_SUPPLIED PASSAGE:_

The Black House is a is a facility located in the village of Kruščica, Vitez Municipality, which during the war in Bosnia and Herzegovina served as a detention centre where prisoners of war and civilians of Croat ethnicity were imprisoned and tortured in 1993. The Black House housed the headquarters of the Military Police of the First Battalion of the 325th Mountain Brigade.

In the Black House, detainees were subjected to inhuman treatment, physical and psychological abuse, sexual violence, and were forced to beat each other with batons. On several occasions, detainees were taken to dig trenches and brought to the front lines, where they were exposed to crossfire, while some detainees had explosives attached to their bodies.

_RECORDED DATA:_
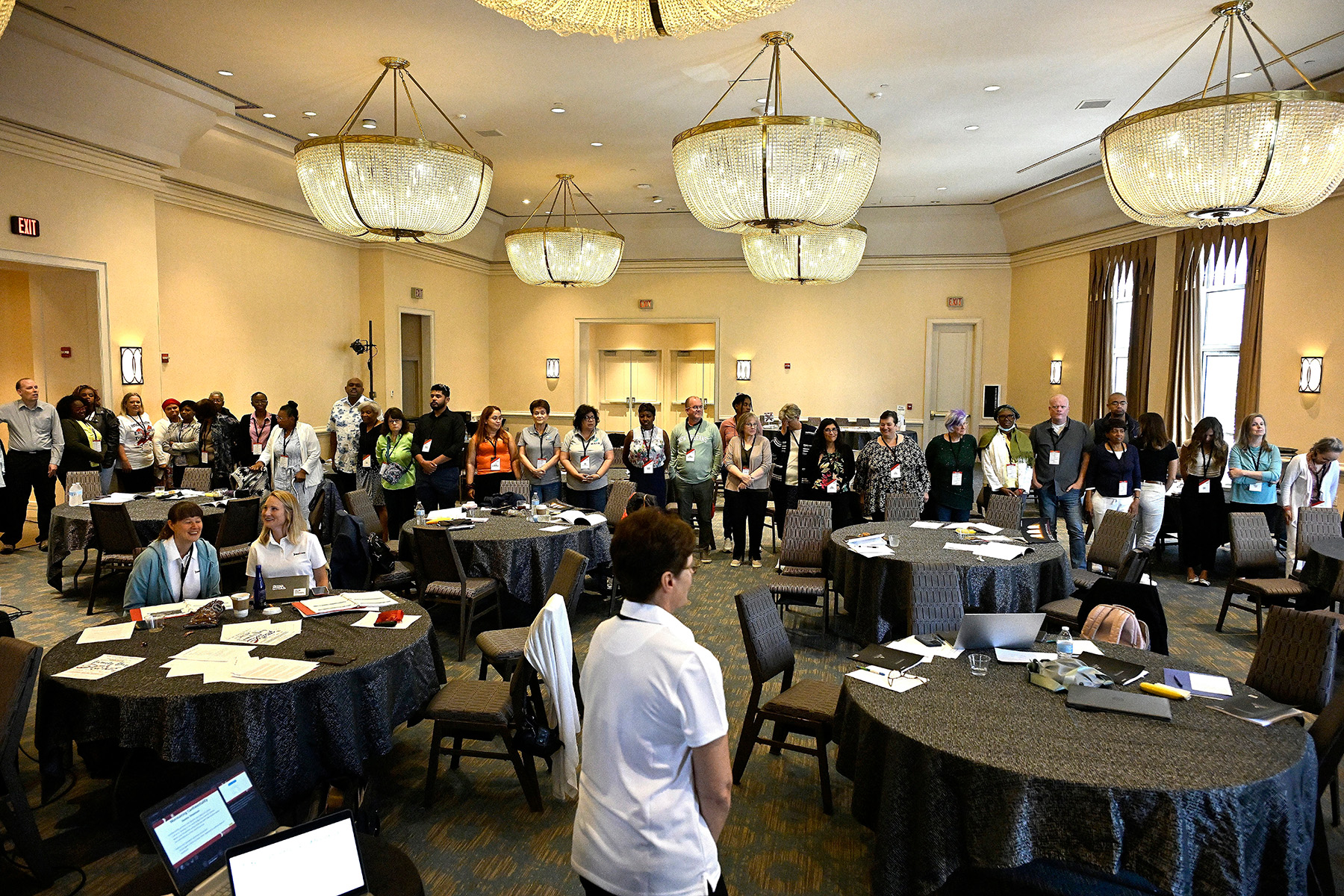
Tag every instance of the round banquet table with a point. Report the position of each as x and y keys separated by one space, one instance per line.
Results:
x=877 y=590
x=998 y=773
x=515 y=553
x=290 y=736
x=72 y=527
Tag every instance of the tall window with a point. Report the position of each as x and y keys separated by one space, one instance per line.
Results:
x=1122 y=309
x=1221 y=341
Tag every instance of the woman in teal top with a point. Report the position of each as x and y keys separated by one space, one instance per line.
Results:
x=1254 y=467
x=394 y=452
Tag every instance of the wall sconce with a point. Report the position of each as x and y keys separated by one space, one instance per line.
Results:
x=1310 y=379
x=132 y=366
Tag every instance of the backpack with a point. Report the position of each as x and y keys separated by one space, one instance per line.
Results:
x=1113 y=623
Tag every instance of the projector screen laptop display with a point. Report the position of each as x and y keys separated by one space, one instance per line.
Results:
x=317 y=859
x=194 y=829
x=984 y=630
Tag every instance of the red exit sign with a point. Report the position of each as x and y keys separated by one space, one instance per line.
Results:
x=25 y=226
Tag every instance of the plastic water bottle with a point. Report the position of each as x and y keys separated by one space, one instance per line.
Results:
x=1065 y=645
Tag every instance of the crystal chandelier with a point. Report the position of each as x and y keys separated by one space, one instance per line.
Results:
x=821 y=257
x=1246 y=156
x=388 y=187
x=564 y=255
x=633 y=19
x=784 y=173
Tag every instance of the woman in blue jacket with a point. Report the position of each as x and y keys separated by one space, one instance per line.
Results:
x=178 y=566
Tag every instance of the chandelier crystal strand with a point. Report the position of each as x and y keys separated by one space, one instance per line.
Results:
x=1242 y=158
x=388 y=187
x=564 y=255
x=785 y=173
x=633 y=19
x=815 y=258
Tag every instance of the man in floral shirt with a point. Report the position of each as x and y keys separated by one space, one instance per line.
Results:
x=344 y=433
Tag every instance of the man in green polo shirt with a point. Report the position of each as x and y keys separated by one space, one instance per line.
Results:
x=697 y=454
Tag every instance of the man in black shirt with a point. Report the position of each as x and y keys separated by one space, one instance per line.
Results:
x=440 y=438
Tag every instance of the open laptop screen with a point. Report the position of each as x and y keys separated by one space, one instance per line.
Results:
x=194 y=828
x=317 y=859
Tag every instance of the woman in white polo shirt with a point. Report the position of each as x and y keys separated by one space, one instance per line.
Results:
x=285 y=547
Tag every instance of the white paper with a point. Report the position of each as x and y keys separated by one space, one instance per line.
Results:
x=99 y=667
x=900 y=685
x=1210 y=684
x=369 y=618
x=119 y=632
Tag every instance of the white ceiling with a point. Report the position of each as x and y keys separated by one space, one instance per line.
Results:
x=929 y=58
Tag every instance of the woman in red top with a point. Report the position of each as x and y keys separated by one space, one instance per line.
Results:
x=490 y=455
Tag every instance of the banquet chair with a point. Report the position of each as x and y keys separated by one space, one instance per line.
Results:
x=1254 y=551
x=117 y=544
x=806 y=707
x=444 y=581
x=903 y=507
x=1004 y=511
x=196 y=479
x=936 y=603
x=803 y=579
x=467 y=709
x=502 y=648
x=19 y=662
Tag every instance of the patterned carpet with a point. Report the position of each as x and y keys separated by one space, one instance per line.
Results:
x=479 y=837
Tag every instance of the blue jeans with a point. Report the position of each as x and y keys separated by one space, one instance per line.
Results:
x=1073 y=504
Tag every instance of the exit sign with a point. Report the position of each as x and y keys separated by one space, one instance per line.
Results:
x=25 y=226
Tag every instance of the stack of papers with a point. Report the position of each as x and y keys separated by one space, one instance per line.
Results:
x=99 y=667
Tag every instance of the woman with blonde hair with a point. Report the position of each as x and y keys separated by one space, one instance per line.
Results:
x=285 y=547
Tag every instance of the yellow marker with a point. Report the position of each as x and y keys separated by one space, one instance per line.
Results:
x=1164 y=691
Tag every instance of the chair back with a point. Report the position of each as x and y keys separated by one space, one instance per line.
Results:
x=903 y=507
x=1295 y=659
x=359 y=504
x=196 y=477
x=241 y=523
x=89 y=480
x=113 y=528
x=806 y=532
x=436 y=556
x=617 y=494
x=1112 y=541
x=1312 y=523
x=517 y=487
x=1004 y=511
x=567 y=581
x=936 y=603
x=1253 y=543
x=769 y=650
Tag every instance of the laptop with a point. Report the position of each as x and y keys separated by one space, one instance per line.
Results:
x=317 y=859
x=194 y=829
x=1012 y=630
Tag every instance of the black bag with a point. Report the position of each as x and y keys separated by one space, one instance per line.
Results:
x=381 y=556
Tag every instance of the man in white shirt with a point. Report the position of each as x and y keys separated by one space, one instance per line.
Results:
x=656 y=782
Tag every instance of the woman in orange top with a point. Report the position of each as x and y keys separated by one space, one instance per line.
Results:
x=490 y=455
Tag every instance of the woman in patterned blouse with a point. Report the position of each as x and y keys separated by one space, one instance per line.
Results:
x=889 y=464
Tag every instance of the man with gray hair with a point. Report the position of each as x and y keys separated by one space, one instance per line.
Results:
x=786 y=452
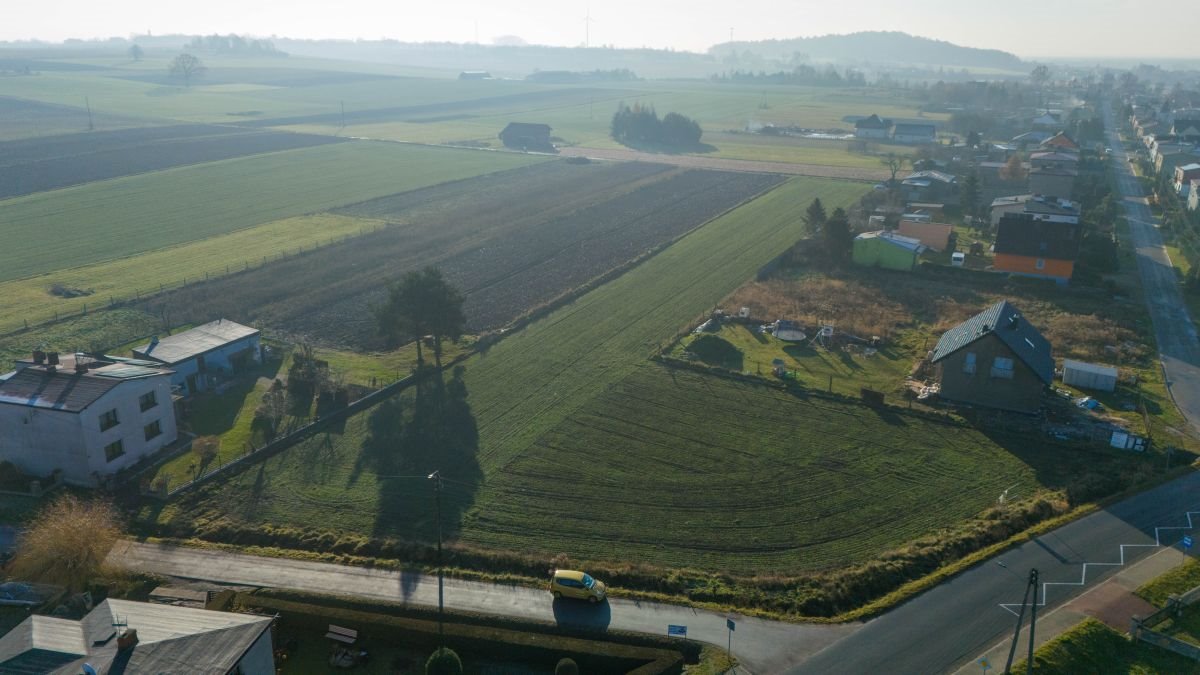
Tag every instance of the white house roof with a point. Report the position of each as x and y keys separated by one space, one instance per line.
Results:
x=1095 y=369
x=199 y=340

_ACTION ITEM:_ Copy word for word the stretch of the Black House text from "In the Black" through "to their bodies.". Answer using only the text about the Black House.

_ANSWER TO THIS EXERCISE:_
In the Black House, detainees were subjected to inhuman treatment, physical and psychological abuse, sexual violence, and were forced to beat each other with batons. On several occasions, detainees were taken to dig trenches and brought to the front lines, where they were exposed to crossfire, while some detainees had explosives attached to their bodies.